Provided text
--
In 2017, Peter enrolled in classes to become a foster parent. Although he was determined to help children in need because he knew he could relate to the kids who would eventually walk through his door, he was nervous he wouldn't be selected as a foster parent because he was single. However, four months later, he had his first placement, and, as predicted, found it easy to find common ground with the kids.

"I understood the trauma that the children went through," said Peter. "I truly thought if I didn't help, I would be putting the person who helped me to shame."

In order to be the best foster parent he could be, Peter left a demanding job that required extensive travel for a local real estate position in order to be more present for the children he fostered. Now, he's involved in real estate and has been able to devote more time to the kids who stay in his home. "I had always made sure if they misbehaved at school, I could run there and deal with the issue or be present if they needed to go to the hospital," he said. "I had to do all that."

For the most part, Peter took in children who needed short-term placements. "In the beginning, it was a bit easier for me knowing I had them for three or six months," he shared. "Of course, no one prepares you for what the experience will entail because each child is different. There's no preparation. You just open your door and figure it out as you go."


Peter Mutabazi

Peter was satisfied with simply fostering kids, but that all changed when received a call from a social worker in Jan. 2018 about an 11-year-old named Anthony who needed a temporary home after his adoptive parents left him at a hospital.
--
Extracted records
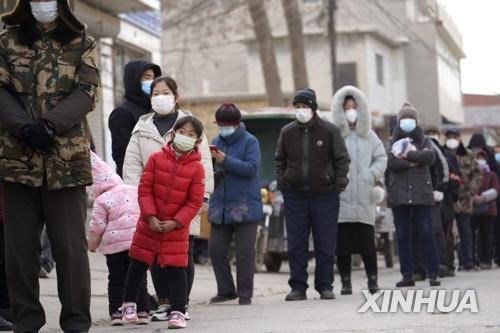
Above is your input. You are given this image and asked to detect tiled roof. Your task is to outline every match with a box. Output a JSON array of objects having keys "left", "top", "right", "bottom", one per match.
[{"left": 120, "top": 11, "right": 161, "bottom": 37}]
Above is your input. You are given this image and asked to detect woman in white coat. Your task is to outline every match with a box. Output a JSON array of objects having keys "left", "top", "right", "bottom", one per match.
[
  {"left": 123, "top": 77, "right": 214, "bottom": 321},
  {"left": 331, "top": 86, "right": 387, "bottom": 295}
]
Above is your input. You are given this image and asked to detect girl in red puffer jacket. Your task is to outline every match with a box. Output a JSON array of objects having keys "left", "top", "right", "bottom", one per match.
[{"left": 122, "top": 117, "right": 205, "bottom": 328}]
--
Exercise aim
Retype the text about Peter becoming a foster parent in full, word for word.

Exercise answer
In 2017, Peter enrolled in classes to become a foster parent. Although he was determined to help children in need because he knew he could relate to the kids who would eventually walk through his door, he was nervous he wouldn't be selected as a foster parent because he was single. However, four months later, he had his first placement, and, as predicted, found it easy to find common ground with the kids.

"I understood the trauma that the children went through," said Peter. "I truly thought if I didn't help, I would be putting the person who helped me to shame."

In order to be the best foster parent he could be, Peter left a demanding job that required extensive travel for a local real estate position in order to be more present for the children he fostered. Now, he's involved in real estate and has been able to devote more time to the kids who stay in his home. "I had always made sure if they misbehaved at school, I could run there and deal with the issue or be present if they needed to go to the hospital," he said. "I had to do all that."

For the most part, Peter took in children who needed short-term placements. "In the beginning, it was a bit easier for me knowing I had them for three or six months," he shared. "Of course, no one prepares you for what the experience will entail because each child is different. There's no preparation. You just open your door and figure it out as you go."


Peter Mutabazi

Peter was satisfied with simply fostering kids, but that all changed when received a call from a social worker in Jan. 2018 about an 11-year-old named Anthony who needed a temporary home after his adoptive parents left him at a hospital.